◆ Labeled area outline entries:
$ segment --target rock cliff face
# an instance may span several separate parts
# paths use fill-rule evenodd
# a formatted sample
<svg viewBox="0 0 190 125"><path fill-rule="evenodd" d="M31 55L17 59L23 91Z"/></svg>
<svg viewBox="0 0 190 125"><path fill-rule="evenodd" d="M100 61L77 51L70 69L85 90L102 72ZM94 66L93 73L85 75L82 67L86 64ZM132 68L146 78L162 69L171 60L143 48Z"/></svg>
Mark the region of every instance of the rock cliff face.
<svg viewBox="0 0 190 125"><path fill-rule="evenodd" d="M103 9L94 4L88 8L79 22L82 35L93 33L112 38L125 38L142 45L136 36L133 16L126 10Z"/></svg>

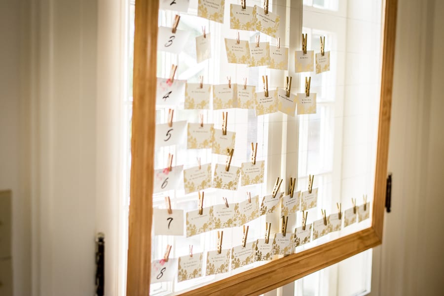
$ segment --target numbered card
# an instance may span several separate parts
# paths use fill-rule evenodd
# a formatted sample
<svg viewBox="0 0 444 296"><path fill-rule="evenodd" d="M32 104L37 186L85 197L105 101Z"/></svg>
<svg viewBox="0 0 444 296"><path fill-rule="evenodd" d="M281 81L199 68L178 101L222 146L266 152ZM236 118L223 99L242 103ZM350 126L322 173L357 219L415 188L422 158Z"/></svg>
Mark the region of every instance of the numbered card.
<svg viewBox="0 0 444 296"><path fill-rule="evenodd" d="M157 106L176 106L180 103L185 92L185 80L157 78L156 88L156 105Z"/></svg>
<svg viewBox="0 0 444 296"><path fill-rule="evenodd" d="M242 84L238 84L237 107L242 109L254 109L256 104L256 88L247 85L244 88Z"/></svg>
<svg viewBox="0 0 444 296"><path fill-rule="evenodd" d="M203 210L202 215L199 210L186 213L187 237L213 230L213 207Z"/></svg>
<svg viewBox="0 0 444 296"><path fill-rule="evenodd" d="M196 37L196 57L197 63L211 58L211 38L210 33Z"/></svg>
<svg viewBox="0 0 444 296"><path fill-rule="evenodd" d="M197 16L218 23L223 23L225 0L199 0Z"/></svg>
<svg viewBox="0 0 444 296"><path fill-rule="evenodd" d="M282 202L281 203L281 215L288 216L299 210L300 203L300 191L295 191L293 193L293 197L290 195L284 196Z"/></svg>
<svg viewBox="0 0 444 296"><path fill-rule="evenodd" d="M277 91L268 91L268 96L263 92L256 93L256 116L277 112Z"/></svg>
<svg viewBox="0 0 444 296"><path fill-rule="evenodd" d="M264 196L262 199L260 209L259 210L261 216L273 213L281 201L281 197L283 195L284 195L283 193L278 192L276 194L275 197L273 197L272 194Z"/></svg>
<svg viewBox="0 0 444 296"><path fill-rule="evenodd" d="M251 198L251 202L248 199L239 203L238 225L240 226L252 221L259 217L259 197Z"/></svg>
<svg viewBox="0 0 444 296"><path fill-rule="evenodd" d="M265 10L257 5L256 8L256 30L266 34L269 36L277 38L278 31L279 28L280 17L268 10L265 14Z"/></svg>
<svg viewBox="0 0 444 296"><path fill-rule="evenodd" d="M185 194L200 191L211 187L211 164L184 170Z"/></svg>
<svg viewBox="0 0 444 296"><path fill-rule="evenodd" d="M303 50L296 50L295 52L295 72L311 72L314 70L313 66L313 58L314 52L307 50L304 54Z"/></svg>
<svg viewBox="0 0 444 296"><path fill-rule="evenodd" d="M187 12L189 0L160 0L161 9Z"/></svg>
<svg viewBox="0 0 444 296"><path fill-rule="evenodd" d="M349 225L356 223L356 213L353 211L353 208L345 210L344 211L344 227L347 227Z"/></svg>
<svg viewBox="0 0 444 296"><path fill-rule="evenodd" d="M149 282L155 284L173 280L177 271L178 261L177 258L169 258L168 262L163 259L151 262Z"/></svg>
<svg viewBox="0 0 444 296"><path fill-rule="evenodd" d="M157 33L157 51L166 51L173 54L180 54L188 41L189 32L176 30L173 33L172 29L159 27Z"/></svg>
<svg viewBox="0 0 444 296"><path fill-rule="evenodd" d="M223 204L213 206L213 215L214 217L213 228L222 229L237 226L237 212L238 203L229 203L228 207Z"/></svg>
<svg viewBox="0 0 444 296"><path fill-rule="evenodd" d="M170 127L167 123L156 125L155 146L159 147L177 145L182 143L185 134L186 121L173 122Z"/></svg>
<svg viewBox="0 0 444 296"><path fill-rule="evenodd" d="M298 227L295 230L295 246L302 246L310 242L311 238L311 226L306 225L305 230L302 227Z"/></svg>
<svg viewBox="0 0 444 296"><path fill-rule="evenodd" d="M316 114L316 94L310 93L310 96L305 94L297 94L297 115Z"/></svg>
<svg viewBox="0 0 444 296"><path fill-rule="evenodd" d="M234 270L255 262L256 242L247 243L231 249L231 270Z"/></svg>
<svg viewBox="0 0 444 296"><path fill-rule="evenodd" d="M210 109L211 85L187 83L185 85L185 109Z"/></svg>
<svg viewBox="0 0 444 296"><path fill-rule="evenodd" d="M243 163L241 168L242 176L241 186L263 183L263 174L265 170L265 162L257 161L256 164L251 162Z"/></svg>
<svg viewBox="0 0 444 296"><path fill-rule="evenodd" d="M213 124L188 124L186 148L188 149L211 148L213 138Z"/></svg>
<svg viewBox="0 0 444 296"><path fill-rule="evenodd" d="M237 43L237 39L225 38L226 59L228 63L248 64L250 63L250 47L248 41L243 40Z"/></svg>
<svg viewBox="0 0 444 296"><path fill-rule="evenodd" d="M288 70L288 47L270 45L270 63L268 67L278 70Z"/></svg>
<svg viewBox="0 0 444 296"><path fill-rule="evenodd" d="M183 165L178 165L173 166L171 171L168 168L154 170L153 193L177 189L183 168Z"/></svg>
<svg viewBox="0 0 444 296"><path fill-rule="evenodd" d="M285 236L282 233L276 233L273 240L271 253L274 255L286 255L293 253L295 248L293 234L287 232Z"/></svg>
<svg viewBox="0 0 444 296"><path fill-rule="evenodd" d="M320 52L316 54L316 74L330 70L330 52L326 51L323 56Z"/></svg>
<svg viewBox="0 0 444 296"><path fill-rule="evenodd" d="M177 268L177 282L195 279L202 276L203 253L186 255L179 257Z"/></svg>
<svg viewBox="0 0 444 296"><path fill-rule="evenodd" d="M278 110L287 115L295 116L296 113L296 96L290 94L287 96L287 90L285 89L278 90Z"/></svg>
<svg viewBox="0 0 444 296"><path fill-rule="evenodd" d="M358 208L358 222L360 222L370 218L370 203L367 202L366 210L364 209L364 204L361 204Z"/></svg>
<svg viewBox="0 0 444 296"><path fill-rule="evenodd" d="M268 240L268 243L265 242L264 238L259 238L256 241L256 261L270 261L271 260L273 242L271 239Z"/></svg>
<svg viewBox="0 0 444 296"><path fill-rule="evenodd" d="M219 274L228 272L230 266L230 252L231 249L222 250L221 254L217 251L210 251L207 253L207 268L205 275Z"/></svg>
<svg viewBox="0 0 444 296"><path fill-rule="evenodd" d="M216 164L214 177L213 178L213 187L220 189L237 190L240 167L230 165L229 171L226 171L225 166L225 164Z"/></svg>
<svg viewBox="0 0 444 296"><path fill-rule="evenodd" d="M183 235L184 210L174 209L168 214L166 209L153 209L155 235Z"/></svg>
<svg viewBox="0 0 444 296"><path fill-rule="evenodd" d="M229 87L228 84L213 86L213 109L233 108L235 98L234 85Z"/></svg>
<svg viewBox="0 0 444 296"><path fill-rule="evenodd" d="M308 191L303 191L300 194L300 210L306 211L309 209L316 207L318 202L318 188L313 188L311 193Z"/></svg>
<svg viewBox="0 0 444 296"><path fill-rule="evenodd" d="M227 131L226 134L222 134L222 130L214 129L213 130L211 153L215 154L226 155L227 150L234 149L236 133Z"/></svg>
<svg viewBox="0 0 444 296"><path fill-rule="evenodd" d="M257 42L250 43L250 63L248 66L267 66L270 64L270 43Z"/></svg>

◆ Set exercise: Recast the listing, from its first line up to and including the line containing "9L94 4L88 8L79", as a JSON list of strings with one string per line. Omit blank lines.

◆ Exercise response:
[
  "$ segment --target rock cliff face",
  "# an instance may span several separate parts",
  "# paths use fill-rule evenodd",
  "# a formatted sample",
  "<svg viewBox=\"0 0 190 125\"><path fill-rule=\"evenodd\" d=\"M31 55L17 59L23 91Z\"/></svg>",
  "<svg viewBox=\"0 0 190 125\"><path fill-rule=\"evenodd\" d=\"M100 61L77 51L70 69L85 90L102 72ZM94 66L93 73L85 75L82 67L86 64ZM132 68L146 78L162 69L171 60L143 48Z\"/></svg>",
  "Mark the region of every instance of the rock cliff face.",
  "<svg viewBox=\"0 0 190 125\"><path fill-rule=\"evenodd\" d=\"M103 9L94 4L88 8L79 22L82 35L93 33L112 38L125 38L142 45L136 36L133 16L126 10Z\"/></svg>"
]